Records contained in a dataset:
-=-=-=-=-
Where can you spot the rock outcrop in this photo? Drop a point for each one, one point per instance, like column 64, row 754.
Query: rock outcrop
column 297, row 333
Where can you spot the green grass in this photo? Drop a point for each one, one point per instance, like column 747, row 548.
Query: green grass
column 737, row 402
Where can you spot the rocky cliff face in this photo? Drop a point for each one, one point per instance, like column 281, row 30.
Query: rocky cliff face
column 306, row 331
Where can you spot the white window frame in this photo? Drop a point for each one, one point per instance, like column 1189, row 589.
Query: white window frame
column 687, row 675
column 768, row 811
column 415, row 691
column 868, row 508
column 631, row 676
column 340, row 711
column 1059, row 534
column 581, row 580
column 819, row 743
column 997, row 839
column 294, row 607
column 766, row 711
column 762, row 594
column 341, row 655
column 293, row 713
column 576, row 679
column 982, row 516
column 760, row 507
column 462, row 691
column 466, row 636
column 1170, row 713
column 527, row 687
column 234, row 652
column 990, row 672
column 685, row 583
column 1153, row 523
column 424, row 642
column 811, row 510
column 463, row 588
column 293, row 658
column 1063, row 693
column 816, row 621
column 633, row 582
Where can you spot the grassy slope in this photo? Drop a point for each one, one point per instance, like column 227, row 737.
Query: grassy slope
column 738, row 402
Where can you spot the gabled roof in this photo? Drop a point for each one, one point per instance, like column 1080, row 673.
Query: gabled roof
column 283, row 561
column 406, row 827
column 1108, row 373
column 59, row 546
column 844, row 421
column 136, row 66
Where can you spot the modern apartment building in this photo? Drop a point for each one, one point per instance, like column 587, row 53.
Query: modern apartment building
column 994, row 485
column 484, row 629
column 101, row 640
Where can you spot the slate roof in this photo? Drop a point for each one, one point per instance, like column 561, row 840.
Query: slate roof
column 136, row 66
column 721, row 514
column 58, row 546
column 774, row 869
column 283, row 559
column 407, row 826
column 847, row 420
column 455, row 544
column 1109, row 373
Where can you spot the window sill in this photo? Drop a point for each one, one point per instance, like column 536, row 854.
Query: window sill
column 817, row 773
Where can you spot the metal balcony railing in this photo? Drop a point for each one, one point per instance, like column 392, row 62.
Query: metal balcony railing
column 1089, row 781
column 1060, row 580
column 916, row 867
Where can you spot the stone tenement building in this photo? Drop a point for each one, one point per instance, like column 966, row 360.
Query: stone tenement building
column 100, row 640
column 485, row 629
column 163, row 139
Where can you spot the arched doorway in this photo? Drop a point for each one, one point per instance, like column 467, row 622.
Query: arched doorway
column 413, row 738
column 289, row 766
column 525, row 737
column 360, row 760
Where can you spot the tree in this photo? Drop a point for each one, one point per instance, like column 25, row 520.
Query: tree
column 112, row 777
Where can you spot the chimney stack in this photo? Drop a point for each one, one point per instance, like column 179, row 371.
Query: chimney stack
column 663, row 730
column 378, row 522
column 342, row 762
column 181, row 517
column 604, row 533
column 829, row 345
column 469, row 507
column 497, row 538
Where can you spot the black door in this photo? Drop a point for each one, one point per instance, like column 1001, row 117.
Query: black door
-=-=-=-=-
--- Instructions for the task ---
Having read the records above, print them out again exactly.

--- Exercise response ---
Where can you spot the rock outcrop in this photo? Drop a point for each one, one point per instance, like column 64, row 754.
Query: rock outcrop
column 297, row 333
Where can you spot the green grass in this photo? Drop a point for each one, one point per instance, like column 747, row 548.
Query: green grass
column 737, row 402
Where can you spot the rocky cliff face in this photo? Drop a point for each one, one point per instance, like column 281, row 30.
Query: rocky cliff face
column 306, row 331
Where can you spot the white window frame in this photo? Drop a point for each one, one point per instance, like column 1189, row 589.
Query: white window frame
column 687, row 675
column 768, row 811
column 415, row 691
column 868, row 508
column 631, row 676
column 340, row 711
column 1059, row 534
column 581, row 580
column 819, row 743
column 997, row 839
column 294, row 607
column 766, row 711
column 762, row 594
column 341, row 655
column 293, row 713
column 576, row 679
column 982, row 516
column 760, row 507
column 462, row 691
column 466, row 636
column 1170, row 713
column 527, row 687
column 234, row 652
column 990, row 672
column 685, row 583
column 1153, row 523
column 424, row 642
column 811, row 510
column 463, row 588
column 293, row 658
column 1063, row 693
column 816, row 621
column 633, row 582
Where can you spot the grassy slope in this photo? Drop a point for each one, one point per instance, like column 227, row 737.
Query: grassy slope
column 738, row 402
Where can you spot the gabled roof in this photo? Drop a point for each one, one point per instance, like column 1080, row 673.
Query: gabled roof
column 283, row 561
column 406, row 827
column 1108, row 373
column 59, row 546
column 844, row 421
column 136, row 66
Where can you spot the modern apartment building in this photo? Drop a point for each one, one point per instance, like column 587, row 53.
Query: modern apartment building
column 994, row 485
column 484, row 629
column 101, row 640
Where can you spot the slate roof in this photo? Drop a point for each one, one point per instance, like column 561, row 840.
Query: slate roof
column 136, row 66
column 721, row 514
column 58, row 546
column 774, row 869
column 283, row 559
column 407, row 826
column 847, row 420
column 455, row 544
column 1109, row 373
Where can you spot the window sill in this photo? Drop a point for each one, one point per instance, like column 536, row 854.
Query: window sill
column 817, row 773
Where can you spot the metal balcony railing in this photo? Drop a point for each one, one point per instance, like column 392, row 62.
Query: metal balcony railing
column 1089, row 781
column 1060, row 580
column 916, row 867
Where can you spot the stone tenement building in this photo? Drop a point for each one, one point per instance, like column 966, row 360.
Query: stone tenement building
column 100, row 640
column 485, row 629
column 163, row 139
Where can you spot the arched doorway in this photo? Drop a point for each one, one point per instance, like column 467, row 622.
Query: arched doorway
column 413, row 738
column 289, row 766
column 525, row 737
column 360, row 760
Where can you spot the tree in this photo? Drop a point for each one, one point per instance, like column 25, row 520.
Query: tree
column 112, row 777
Where can you spot the chimney stack in this photo? Drop a point for each one, one point per instance, like column 179, row 371.
Query: chimney stack
column 663, row 730
column 378, row 522
column 342, row 762
column 181, row 517
column 604, row 533
column 829, row 345
column 469, row 507
column 497, row 538
Where can you spot the black door in this photo? Drop a point for each one, one point per instance, like column 1001, row 117.
Query: black door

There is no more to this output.